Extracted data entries
* Start *

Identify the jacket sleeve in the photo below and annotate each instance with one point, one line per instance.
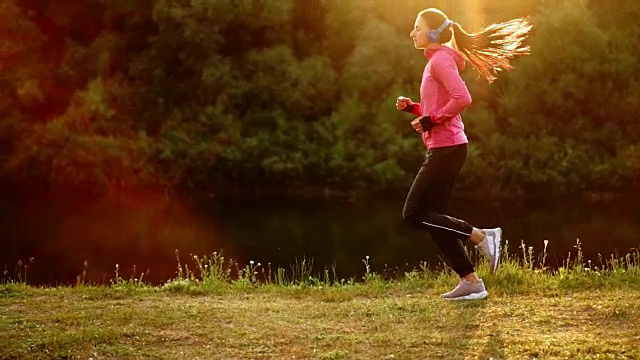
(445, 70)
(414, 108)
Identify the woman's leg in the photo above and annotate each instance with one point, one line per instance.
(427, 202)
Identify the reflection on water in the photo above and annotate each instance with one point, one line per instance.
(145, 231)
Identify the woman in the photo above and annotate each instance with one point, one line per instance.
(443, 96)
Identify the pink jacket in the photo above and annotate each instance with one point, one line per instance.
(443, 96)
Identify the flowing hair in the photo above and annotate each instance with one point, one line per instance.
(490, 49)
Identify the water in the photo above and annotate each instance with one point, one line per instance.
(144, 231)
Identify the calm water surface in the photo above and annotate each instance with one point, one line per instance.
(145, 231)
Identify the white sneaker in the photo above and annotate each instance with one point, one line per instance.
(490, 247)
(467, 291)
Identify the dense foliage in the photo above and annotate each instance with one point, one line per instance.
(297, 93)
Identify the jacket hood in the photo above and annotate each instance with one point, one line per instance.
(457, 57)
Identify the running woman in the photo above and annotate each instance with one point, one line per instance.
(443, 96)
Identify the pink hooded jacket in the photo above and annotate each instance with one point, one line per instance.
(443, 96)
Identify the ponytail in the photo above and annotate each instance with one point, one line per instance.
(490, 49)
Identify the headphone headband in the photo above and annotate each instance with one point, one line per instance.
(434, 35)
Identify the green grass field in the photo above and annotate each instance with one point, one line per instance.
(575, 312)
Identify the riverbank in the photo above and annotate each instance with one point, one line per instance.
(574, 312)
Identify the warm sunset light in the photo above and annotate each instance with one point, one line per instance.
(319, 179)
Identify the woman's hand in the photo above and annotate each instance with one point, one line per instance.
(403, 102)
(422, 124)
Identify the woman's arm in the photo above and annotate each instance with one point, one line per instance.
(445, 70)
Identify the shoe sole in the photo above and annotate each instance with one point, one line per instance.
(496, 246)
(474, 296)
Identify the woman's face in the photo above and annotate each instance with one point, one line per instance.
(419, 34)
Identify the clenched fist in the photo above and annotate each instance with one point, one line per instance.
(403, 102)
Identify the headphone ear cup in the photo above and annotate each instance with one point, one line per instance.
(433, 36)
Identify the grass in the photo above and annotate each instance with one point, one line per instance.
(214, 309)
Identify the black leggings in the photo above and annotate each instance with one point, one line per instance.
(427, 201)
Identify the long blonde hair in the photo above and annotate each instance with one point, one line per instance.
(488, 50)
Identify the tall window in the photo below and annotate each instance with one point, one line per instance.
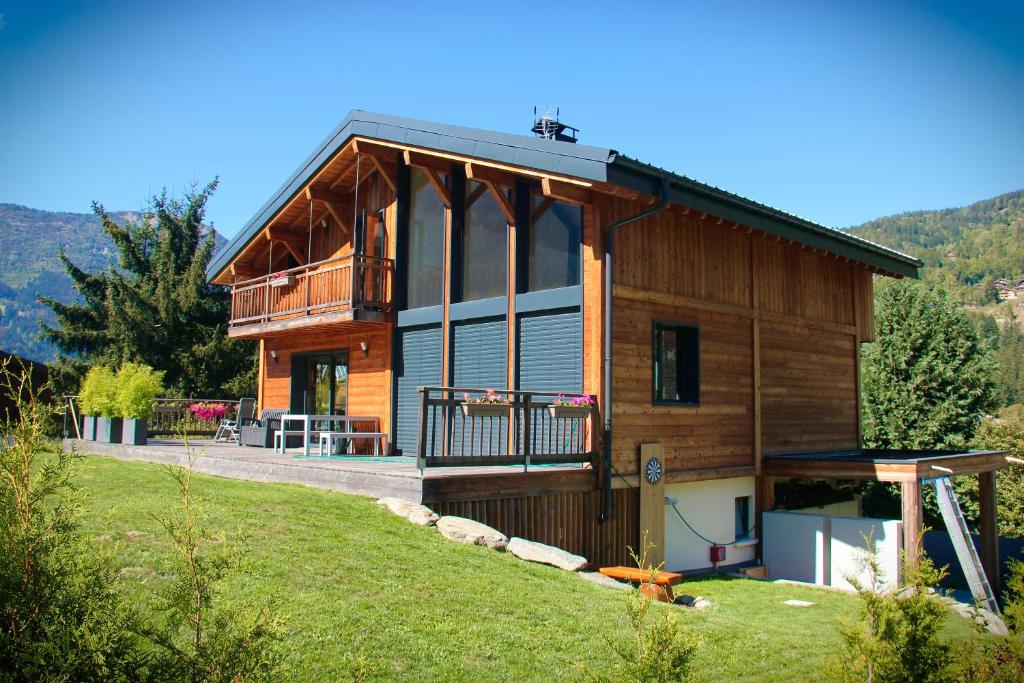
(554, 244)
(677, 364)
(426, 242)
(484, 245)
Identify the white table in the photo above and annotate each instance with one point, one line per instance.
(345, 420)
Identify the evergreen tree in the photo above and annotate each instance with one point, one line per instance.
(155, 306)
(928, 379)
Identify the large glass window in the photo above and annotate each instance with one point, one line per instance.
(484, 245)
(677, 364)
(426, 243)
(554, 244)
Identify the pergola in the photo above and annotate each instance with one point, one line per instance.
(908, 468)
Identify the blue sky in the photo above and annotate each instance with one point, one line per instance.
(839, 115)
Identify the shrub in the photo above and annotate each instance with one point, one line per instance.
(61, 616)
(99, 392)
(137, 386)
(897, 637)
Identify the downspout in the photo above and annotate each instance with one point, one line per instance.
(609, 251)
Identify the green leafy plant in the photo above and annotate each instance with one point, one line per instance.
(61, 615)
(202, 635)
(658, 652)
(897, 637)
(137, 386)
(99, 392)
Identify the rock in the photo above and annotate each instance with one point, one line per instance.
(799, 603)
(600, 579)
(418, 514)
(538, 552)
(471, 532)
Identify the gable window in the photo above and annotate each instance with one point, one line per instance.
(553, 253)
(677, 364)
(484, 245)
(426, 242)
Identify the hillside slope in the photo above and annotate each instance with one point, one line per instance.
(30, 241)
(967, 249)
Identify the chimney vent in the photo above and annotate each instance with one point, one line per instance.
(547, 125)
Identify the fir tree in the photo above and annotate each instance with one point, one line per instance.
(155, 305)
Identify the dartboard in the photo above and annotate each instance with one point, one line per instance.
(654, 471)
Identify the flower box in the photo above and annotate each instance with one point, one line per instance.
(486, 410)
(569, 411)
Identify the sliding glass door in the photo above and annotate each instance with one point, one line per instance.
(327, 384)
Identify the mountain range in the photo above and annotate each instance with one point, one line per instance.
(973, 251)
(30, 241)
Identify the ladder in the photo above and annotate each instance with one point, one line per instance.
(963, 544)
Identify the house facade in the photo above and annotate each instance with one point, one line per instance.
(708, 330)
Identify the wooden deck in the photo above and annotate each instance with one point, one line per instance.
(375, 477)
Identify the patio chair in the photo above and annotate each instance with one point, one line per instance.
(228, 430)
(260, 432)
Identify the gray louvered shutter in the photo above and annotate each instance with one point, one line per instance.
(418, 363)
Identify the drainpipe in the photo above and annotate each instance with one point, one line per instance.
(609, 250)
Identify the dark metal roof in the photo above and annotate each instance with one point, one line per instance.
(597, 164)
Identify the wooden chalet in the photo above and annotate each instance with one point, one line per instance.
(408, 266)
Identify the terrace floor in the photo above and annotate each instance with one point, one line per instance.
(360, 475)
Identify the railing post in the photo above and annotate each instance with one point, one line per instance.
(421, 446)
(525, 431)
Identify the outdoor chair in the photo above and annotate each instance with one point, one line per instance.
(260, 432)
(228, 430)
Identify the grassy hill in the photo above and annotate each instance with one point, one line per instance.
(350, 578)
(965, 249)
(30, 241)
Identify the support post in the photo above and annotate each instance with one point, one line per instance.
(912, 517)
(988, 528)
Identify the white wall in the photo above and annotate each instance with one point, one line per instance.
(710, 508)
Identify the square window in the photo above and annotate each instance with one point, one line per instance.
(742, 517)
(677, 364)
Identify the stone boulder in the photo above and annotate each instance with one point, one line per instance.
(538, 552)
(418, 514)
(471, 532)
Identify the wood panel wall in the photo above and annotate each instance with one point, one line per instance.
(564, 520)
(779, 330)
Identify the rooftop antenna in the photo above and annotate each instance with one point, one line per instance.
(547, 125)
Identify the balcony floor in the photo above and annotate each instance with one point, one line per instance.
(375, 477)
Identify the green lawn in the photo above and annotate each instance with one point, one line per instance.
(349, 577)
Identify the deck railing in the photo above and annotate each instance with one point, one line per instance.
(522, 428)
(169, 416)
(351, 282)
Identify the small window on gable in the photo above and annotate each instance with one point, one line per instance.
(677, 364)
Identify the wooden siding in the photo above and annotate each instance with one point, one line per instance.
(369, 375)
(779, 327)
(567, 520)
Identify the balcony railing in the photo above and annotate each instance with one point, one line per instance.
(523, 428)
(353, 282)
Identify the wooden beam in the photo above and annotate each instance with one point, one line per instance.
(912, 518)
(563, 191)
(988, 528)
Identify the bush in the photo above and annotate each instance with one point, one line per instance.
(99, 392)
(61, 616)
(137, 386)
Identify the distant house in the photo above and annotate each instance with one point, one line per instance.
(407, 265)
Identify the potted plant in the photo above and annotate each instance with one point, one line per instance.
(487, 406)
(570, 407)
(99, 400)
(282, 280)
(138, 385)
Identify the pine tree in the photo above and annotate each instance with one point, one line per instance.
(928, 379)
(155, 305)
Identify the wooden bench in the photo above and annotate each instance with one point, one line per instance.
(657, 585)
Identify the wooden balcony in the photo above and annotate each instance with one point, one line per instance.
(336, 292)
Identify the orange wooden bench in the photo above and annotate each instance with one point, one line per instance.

* End *

Task statement ▸
Retype each record exactly as it stands, but do not include the pictures.

Response to this exercise ▸
Identify the jacket sleeve in the photo below and annotate each instance with one point, one line per instance.
(445, 70)
(414, 108)
Identify the woman's leg in the photo above and annotate each instance with one point, one line per instance.
(427, 202)
Identify the reflection on water in the photo above and annotate each instance with one point, one line per instance.
(145, 231)
Identify the woman in the photo above and annotate each instance with one point, one line per instance.
(443, 96)
Identify the pink jacket in the photo above and annotate each instance with one point, one line per instance.
(443, 96)
Identify the flowing hair in the photo above and annotate each instance with one point, one line per instance.
(490, 49)
Identify the water in the photo above and annotate each instance with one point, one line per instance.
(144, 231)
Identify the calm water surface in the photo above and annotate each instance with one point, one line per instance.
(145, 231)
Identify the white sneaker in the photo above and annotate each instance with one point, one line per instance.
(490, 247)
(467, 291)
Identify the dense foliage in the photo above and annotate each instance with one point, one line per instance.
(297, 93)
Identify the jacket hood in the photo above and annotate each instance with one point, one line per instance.
(457, 57)
Identify the running woman in the photo above and annotate each instance with one point, one line per instance.
(443, 96)
Identify the pink hooded jacket in the photo above and annotate each instance with one point, one line per instance.
(443, 96)
Identify the ponytail in the photo above and annotate each instance with one point, one line per instance.
(490, 49)
Identify the headphone headband in the photo above and annotate each instance with one point, one line per instance.
(434, 35)
Identify the green grass field in the photo above and annotate each instance with one point, one line per instance.
(575, 312)
Identify the riverbank in the photo above and annotate each instance with one point, one line per instance.
(574, 312)
Identify the warm sunset light in the photo above and annotate each instance with one point, one line per instance.
(319, 179)
Identify the woman's hand in the photo above and annotate each instance with one point, one line per instance.
(403, 102)
(422, 124)
Identify the woman's arm in the photo above and annotate each instance with one point, one line per instance.
(445, 70)
Identify the shoe sole in the photo above and annotate each instance with one point, one line per instance.
(496, 246)
(474, 296)
Identify the woman's face in the photo above and annotate each instance with one point, one line per instance.
(419, 34)
Identify the clenched fist in the photo above and annotate each instance with one point, one line per instance.
(403, 102)
Identify the headphone ear cup in the photo above and annotate each instance with one point, one line per instance.
(433, 36)
Identify the grass in the photo above and annotate each instance with one point, one line per instance.
(214, 309)
Identify the black leggings in the photo above and annotate each instance with one point, one line per instance.
(427, 201)
Identify the long blonde hair in the photo above and annotate each instance with one point, one line per instance.
(488, 50)
Identify the tall window in the photo below and annotate each instance with one point, one line per instance.
(554, 244)
(677, 364)
(426, 242)
(484, 245)
Identify the white table in the photo above and annotate each instance with one point, one line per instance.
(345, 420)
Identify the evergreen tree in the photo above and annotate each instance with one point, one line per instance.
(155, 306)
(928, 379)
Identify the large glass window in the photo above and annotate each instance with one point, one line per instance.
(484, 245)
(677, 364)
(426, 243)
(554, 244)
Identify the pergola in the photo above and annotate each instance with one point, one line per instance.
(908, 468)
Identify the blue sky in the photo above and annotate each instance with one point, one line per instance.
(839, 115)
Identify the shrub in the photo above and annotate each instance with one point, one line per instance.
(61, 616)
(99, 392)
(137, 386)
(897, 637)
Identify the downspout in the photo above and annotate each instance with one point, one line per instance.
(609, 251)
Identify the green leafy plant in the photo above and annotate each instance with one point, one line per instance.
(61, 615)
(202, 635)
(658, 652)
(897, 637)
(137, 386)
(99, 392)
Identify the rock in the photo above and annotate each instance with one point, one line per instance.
(799, 603)
(600, 579)
(418, 514)
(538, 552)
(471, 532)
Identify the gable window in the photo above and annotate each instance with one point, one line per instance.
(553, 253)
(677, 364)
(484, 245)
(426, 242)
Identify the hillside slope in the photo above and annotate each instance with one point, one line per instance.
(30, 241)
(967, 249)
Identify the chimney vent in the photo above and annotate each instance with one point, one line per instance.
(547, 125)
Identify the fir tree in the photo above and annotate each instance with one point, one line per instance.
(155, 305)
Identify the dartboard in the photo above and annotate each instance with one point, one line per instance.
(654, 471)
Identify the flower box in the photo above and annotate each instance with one point, one line per instance.
(486, 410)
(569, 411)
Identify the sliding glass door in the photo above and annotate each instance with one point, one line per instance.
(327, 384)
Identify the mountain range in the photo above and annotate each instance with one point, one line per instance.
(973, 251)
(30, 241)
Identify the ladder in the photo above and annotate each instance with one point, one line per instance.
(963, 544)
Identify the house facade in the photo above and annotate each instance with one point, one line per instance.
(708, 330)
Identify the wooden deck in the photo above and annotate each instance with one point, one line per instance.
(375, 477)
Identify the patio chair in the photo above and annotate each instance with one point, one line per instance.
(228, 430)
(260, 432)
Identify the gray louvered shutter in the photo above and annotate each instance with one point, one line per instance.
(418, 363)
Identify the drainpipe in the photo above and annotate each instance with one point, one line per instance.
(609, 250)
Identify the dark metal roof in the photo above and annotate each instance with one point, one line per instance.
(597, 164)
Identify the wooden chalet in the photo above and annotate each instance with one point, one line per instance.
(408, 266)
Identify the terrace floor in the photo above and annotate each instance with one point, one line per instance.
(360, 475)
Identify the railing post in the photo above and annotate each instance with one point, one line per instance.
(421, 446)
(525, 431)
Identify the outdoor chair in the photo above and annotate each instance with one point, one line per instance.
(260, 432)
(228, 430)
Identify the grassy hill in the photo above and annotate each instance with one point, one line per instance.
(350, 578)
(965, 249)
(30, 241)
Identify the support post in the photo above and annotate each instance with one point, one line per instance.
(912, 517)
(988, 528)
Identify the white wall in the photo above and annotate each instance with one point, one line per instance.
(710, 508)
Identify the square window in the photo above and annotate each instance with one point, one line per instance.
(742, 517)
(677, 364)
Identify the stone boulder in the photo above and annotate each instance with one point, one line per instance.
(538, 552)
(418, 514)
(471, 532)
Identify the wood panel wall in the photo above and annotate each instance with one point, one line per instance.
(564, 520)
(779, 330)
Identify the rooftop antenna in the photo above and annotate each instance with one point, one line per instance.
(547, 125)
Identify the balcony floor in the photo above and annotate each instance with one point, one line per instance.
(375, 477)
Identify the green lawn in the photo above and annotate each instance with one point, one line per instance.
(349, 577)
Identify the deck railing in the photo above and annotate each instance with one point, one line per instance.
(522, 428)
(169, 416)
(351, 282)
Identify the small window on gable in the photo above and annotate each instance with one point, one line per instance.
(677, 364)
Identify the wooden siding in the photo above and annotate each instance with one point, one line per instance.
(369, 375)
(779, 327)
(567, 520)
Identify the balcony railing in the photo above and annotate each instance with one point, one line per instance.
(523, 428)
(353, 282)
Identify the wooden beam in the photo above and annotate each instance with one point, one line per instance.
(912, 518)
(563, 191)
(988, 528)
Identify the bush in the photo above and annotate each instance with one point, one line per instance.
(99, 392)
(61, 616)
(137, 386)
Identify the distant house in the photo above and annotate each instance with one point, one line per instance.
(407, 265)
Identify the potted plant in the photo above and annotate each instance with one point, one line per instance.
(487, 406)
(570, 407)
(99, 400)
(282, 280)
(138, 385)
Identify the pine tree in the photo above and annotate each instance with one point, one line per instance.
(928, 379)
(155, 305)
Identify the wooden bench in the photo above and annotate each instance with one point, one line per instance.
(657, 585)
Identify the wooden balcony in the photo above and annotate each instance with one point, one line per instance.
(336, 292)
Identify the orange wooden bench in the photo above and annotate each instance with one point, one line per instance.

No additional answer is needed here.